To do: Translate this sentence from the article on Turkey's presidential election into Spanish: "Ince is running an intensive campaign, putting in three public appearances a day."

Selected extract:
A liberal, poetry-writing, 54-year-old former physics teacher with a sense of humor, available for the position of president. It could have been an internet dating profile, were Muharrem Ince not already married with children.
Ince, the presidential candidate of the pallid Republican People‘s Party, has rapidly become the opposition’s hope, upsetting President Recep Tayyip Erdogan’s political calculations and making him sweat. Ince is running an intensive campaign, putting in three public appearances a day.
On Sunday, when the millions of votes are counted, we’ll find out whether Turkey has undergone a political upheaval, or if Erdogan’s fortifications merely cracked a little. Public opinion polls fail to predict a clear result. They show Erdogan is expected to win some 50 percent of the vote, compared to 25 percent for Ince and 12 percent for Meral Aksener, the head of the Good Party.

Information provided:
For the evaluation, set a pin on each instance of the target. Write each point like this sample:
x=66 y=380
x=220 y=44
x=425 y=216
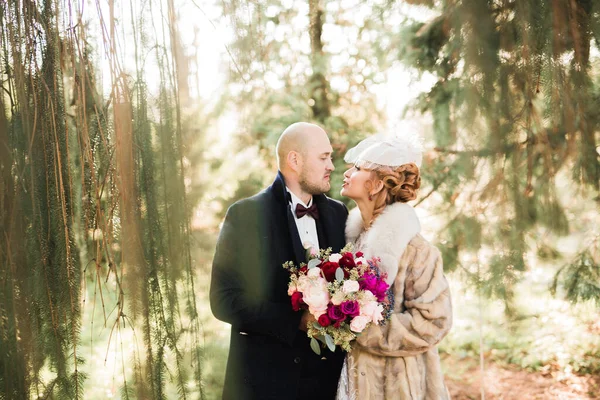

Reply: Ince está llevando a cabo una campaña intensa, con tres apariciones públicas al día.